## INFORMATION SHOWN
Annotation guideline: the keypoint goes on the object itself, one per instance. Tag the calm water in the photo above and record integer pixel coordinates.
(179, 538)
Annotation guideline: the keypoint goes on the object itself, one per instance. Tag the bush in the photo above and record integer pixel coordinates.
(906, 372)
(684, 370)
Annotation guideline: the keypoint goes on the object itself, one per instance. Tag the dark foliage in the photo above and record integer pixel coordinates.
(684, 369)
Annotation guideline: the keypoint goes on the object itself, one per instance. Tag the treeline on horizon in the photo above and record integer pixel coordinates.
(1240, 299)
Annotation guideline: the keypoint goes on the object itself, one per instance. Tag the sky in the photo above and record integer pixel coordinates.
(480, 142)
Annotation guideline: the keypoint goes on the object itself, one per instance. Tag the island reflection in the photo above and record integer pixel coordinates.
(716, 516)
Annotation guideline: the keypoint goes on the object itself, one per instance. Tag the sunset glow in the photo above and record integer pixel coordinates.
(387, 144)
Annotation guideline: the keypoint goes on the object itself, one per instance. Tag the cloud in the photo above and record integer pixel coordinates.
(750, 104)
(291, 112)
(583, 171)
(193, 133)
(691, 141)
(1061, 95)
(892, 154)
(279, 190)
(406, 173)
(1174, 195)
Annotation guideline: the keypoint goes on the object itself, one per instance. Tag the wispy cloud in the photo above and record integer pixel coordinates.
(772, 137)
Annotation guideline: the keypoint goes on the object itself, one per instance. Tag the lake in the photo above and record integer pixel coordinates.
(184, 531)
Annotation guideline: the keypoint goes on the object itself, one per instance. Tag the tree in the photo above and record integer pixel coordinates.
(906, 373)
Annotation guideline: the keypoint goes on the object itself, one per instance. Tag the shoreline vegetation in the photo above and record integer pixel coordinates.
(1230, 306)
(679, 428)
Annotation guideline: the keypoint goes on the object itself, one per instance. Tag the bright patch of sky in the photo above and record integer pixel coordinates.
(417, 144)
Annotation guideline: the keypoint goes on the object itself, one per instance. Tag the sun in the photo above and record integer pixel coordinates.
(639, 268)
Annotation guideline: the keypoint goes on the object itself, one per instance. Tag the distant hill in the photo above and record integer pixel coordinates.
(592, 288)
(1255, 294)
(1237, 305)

## TASK TO COMPLETE
Your answer should be all of the records, transcribed exactly.

## RESULT OF THIS TASK
Annotation guideline: the keypoint goes on the object itself, one per instance. Tag the calm water in the photo above and record integer pixel coordinates.
(179, 538)
Annotation guideline: the keypoint goes on the object itself, one per instance. Tag the bush in the photo above and record integer pixel coordinates.
(906, 372)
(684, 370)
Annotation guideline: the keypoint goes on the object itself, one per instance. Tag the dark foliage in the photo above and record integer pixel coordinates.
(684, 369)
Annotation guideline: the keypoint goes on the object itself, one per instance. Tag the treeline on horizon in the photo above and record integer pixel coordinates.
(1240, 299)
Annotation guideline: the keypoint goes on the object itself, one per instance. Tag the sky in the photo above and record integer pixel coordinates.
(480, 142)
Annotation guideline: the keypoint goes on the object itself, one per instance. Tag the island reflection in the photo above and record integer pixel coordinates.
(716, 516)
Annotation guideline: the keypoint goes on the object itself, one per instance. Tag the sunset glow in the photo above and record integer pixel coordinates.
(387, 144)
Annotation guideline: the keypoint goes on the object itself, one per instance. Tag the cloud in the photo above and record integer pixel coordinates.
(750, 104)
(291, 112)
(583, 171)
(193, 133)
(691, 141)
(1061, 95)
(892, 154)
(279, 190)
(406, 173)
(1174, 195)
Annotation guideline: the keypoint goes on the object itself, one per instance. Tag the wispy cloud in the photo above and record integer pixel coordinates.
(772, 137)
Annotation guideline: the keypoint goes on the object itself, one per instance. Tag the lake in the photo above and record integer pixel coordinates.
(184, 531)
Annotation guideline: the keypoint goes on the object itself, one per instance. Tag the tree in the photo above and record integer pixel coordinates.
(906, 373)
Annotation guideline: the keypoint goes on the object itself, one per instance. Tag the shoreline vegetation in the photo above and record integer pixel coordinates.
(1230, 306)
(679, 428)
Annotation guideline: the keypoint goes on the object itself, one per instance. Tag the bright patch of sky in the photo above and record integer pixel coordinates.
(417, 144)
Annotation guideline: the keypoint goes on the object itself, one per instance. Tag the sun in the photo above and record integer pixel coordinates.
(639, 268)
Annotation guideline: the keypoint goes on the object itself, one per instance. Tag the distant hill in the photo above and record integer pixel coordinates.
(592, 288)
(1255, 294)
(1237, 305)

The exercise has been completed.